*JOB*
Below is a set of records; print all of them exactly as written.

*Dataset excerpts on object pointing*
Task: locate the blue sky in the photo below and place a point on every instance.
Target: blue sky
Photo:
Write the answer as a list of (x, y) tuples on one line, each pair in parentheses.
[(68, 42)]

*CORRECT RESPONSE*
Task: locate the blue sky in the photo below and place a point on every instance.
Target: blue sky
Photo:
Write the answer as a list of (x, y) tuples on one line, each pair in parentheses.
[(68, 42)]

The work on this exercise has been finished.